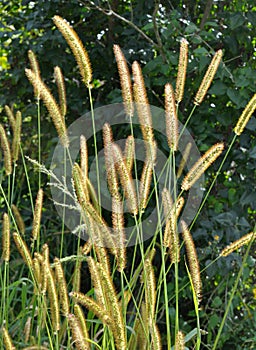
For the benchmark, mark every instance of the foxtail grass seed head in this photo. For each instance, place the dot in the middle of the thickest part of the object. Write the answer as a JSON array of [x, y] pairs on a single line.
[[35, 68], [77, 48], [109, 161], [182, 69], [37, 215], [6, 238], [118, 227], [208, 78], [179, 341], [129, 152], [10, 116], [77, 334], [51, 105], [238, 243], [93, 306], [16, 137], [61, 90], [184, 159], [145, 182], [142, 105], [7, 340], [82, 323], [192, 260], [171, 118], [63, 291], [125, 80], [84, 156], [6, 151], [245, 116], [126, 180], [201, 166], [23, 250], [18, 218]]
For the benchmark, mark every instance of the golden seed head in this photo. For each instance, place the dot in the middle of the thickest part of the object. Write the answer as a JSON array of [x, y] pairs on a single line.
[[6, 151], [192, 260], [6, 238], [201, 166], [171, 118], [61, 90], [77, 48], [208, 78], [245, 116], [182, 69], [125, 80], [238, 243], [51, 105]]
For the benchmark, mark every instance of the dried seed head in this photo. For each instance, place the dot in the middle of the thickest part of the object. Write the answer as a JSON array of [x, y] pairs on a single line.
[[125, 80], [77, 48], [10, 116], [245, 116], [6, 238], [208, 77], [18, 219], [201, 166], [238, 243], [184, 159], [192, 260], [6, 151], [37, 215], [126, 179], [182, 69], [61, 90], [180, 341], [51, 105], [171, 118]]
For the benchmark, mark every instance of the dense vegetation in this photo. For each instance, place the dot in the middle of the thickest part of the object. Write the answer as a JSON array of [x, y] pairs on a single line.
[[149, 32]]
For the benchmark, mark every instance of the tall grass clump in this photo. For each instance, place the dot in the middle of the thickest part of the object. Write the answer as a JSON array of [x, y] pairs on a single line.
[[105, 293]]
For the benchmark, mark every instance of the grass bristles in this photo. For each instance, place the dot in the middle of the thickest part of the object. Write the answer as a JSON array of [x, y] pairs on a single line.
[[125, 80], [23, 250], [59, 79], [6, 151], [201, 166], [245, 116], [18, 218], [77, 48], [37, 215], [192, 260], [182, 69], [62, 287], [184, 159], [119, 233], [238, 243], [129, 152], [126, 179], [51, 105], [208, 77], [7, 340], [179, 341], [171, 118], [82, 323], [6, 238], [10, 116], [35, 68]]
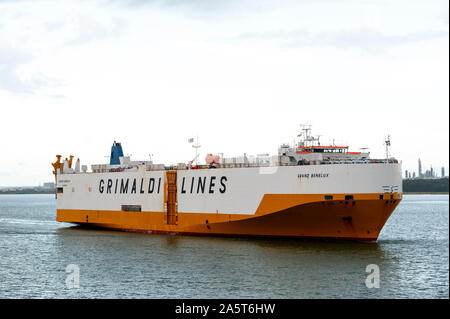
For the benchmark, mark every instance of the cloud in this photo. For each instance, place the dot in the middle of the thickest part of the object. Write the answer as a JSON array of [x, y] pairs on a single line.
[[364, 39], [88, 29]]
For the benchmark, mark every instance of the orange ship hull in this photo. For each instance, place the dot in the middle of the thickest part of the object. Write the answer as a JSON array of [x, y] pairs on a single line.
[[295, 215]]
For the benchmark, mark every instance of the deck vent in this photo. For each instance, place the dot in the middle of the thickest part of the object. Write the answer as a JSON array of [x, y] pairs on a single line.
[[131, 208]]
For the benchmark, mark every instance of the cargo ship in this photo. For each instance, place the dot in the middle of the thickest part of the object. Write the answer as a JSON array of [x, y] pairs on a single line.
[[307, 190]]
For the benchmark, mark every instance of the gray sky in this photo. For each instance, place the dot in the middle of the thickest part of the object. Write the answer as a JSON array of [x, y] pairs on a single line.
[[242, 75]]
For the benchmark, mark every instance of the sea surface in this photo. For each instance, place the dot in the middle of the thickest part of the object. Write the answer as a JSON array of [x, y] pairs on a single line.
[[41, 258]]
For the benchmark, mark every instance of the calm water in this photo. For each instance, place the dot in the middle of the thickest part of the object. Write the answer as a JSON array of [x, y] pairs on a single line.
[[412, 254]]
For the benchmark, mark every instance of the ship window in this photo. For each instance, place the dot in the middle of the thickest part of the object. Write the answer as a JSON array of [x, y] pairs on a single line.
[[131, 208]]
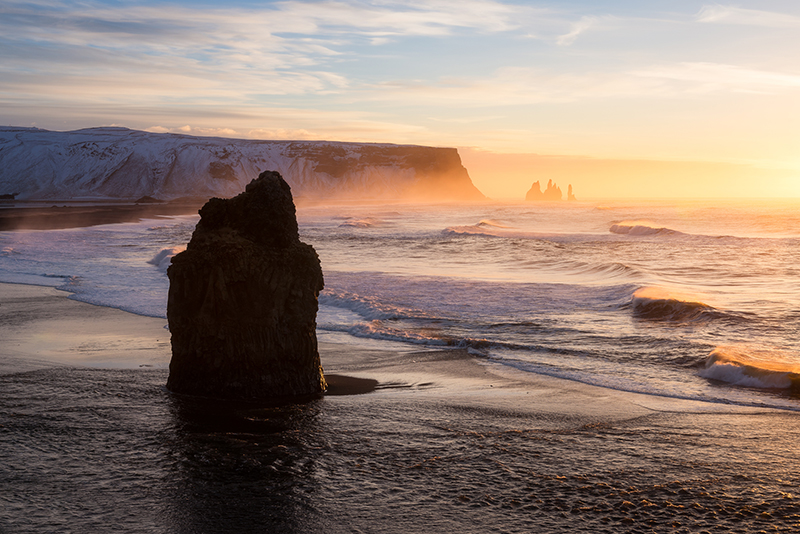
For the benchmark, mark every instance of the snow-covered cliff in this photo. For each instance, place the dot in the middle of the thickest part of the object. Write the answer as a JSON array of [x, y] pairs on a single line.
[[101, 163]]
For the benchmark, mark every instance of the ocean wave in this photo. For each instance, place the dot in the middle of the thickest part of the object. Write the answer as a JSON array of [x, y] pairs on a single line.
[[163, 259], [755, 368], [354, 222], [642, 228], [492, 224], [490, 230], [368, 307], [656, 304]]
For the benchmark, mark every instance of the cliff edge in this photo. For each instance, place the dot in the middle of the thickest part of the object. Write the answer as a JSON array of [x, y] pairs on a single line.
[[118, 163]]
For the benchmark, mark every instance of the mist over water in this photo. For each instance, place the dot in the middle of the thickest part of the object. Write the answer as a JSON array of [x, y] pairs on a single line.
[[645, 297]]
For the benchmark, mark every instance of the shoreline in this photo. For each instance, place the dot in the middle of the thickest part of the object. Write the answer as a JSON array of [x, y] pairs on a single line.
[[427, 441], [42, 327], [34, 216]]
++++++
EXERCISE REQUIREMENTS >>
Could you rewrite everything from the line containing "For the benchmark, mark every instance of the ocean" down to the end of the records, both ends included, with every answer's [x, y] point coordinates scaled by 1.05 and rounded to whole numbers (halves up)? Keep the requests unchanged, leave their format samples alone, and give only these lines.

RESPONSE >>
For the benchmark, mark every instance of the ocean wave in this photo. For each instance, place the dot in the middle of the thickest part of the object. Write the answer as a JSON array of [x, y] pairs on a single line.
[[171, 272], [793, 386], [372, 233], [674, 239], [517, 235], [515, 242], [386, 322], [689, 319]]
For the benchmark, mark every instance of the cliff edge in this photo. For each instance, place the dot in the middle of the thickest part of the object. Write the answer as a JSON array of [x, y] pairs on a single line.
[[124, 171]]
For the benchmark, mark every instance of the mist over water in this photo. For each instance, place the dot in the middle of the thickest part of the object. Write the answer as a JSON array of [x, y] pairs on a single line.
[[677, 312]]
For the benchmark, mark every instance of the shoreline in this photo. For each instance, place the dot in the middle of the thickest part of the object. Write the answer as a JSON array of [x, y] pairs on a single line.
[[448, 463], [44, 343], [36, 227]]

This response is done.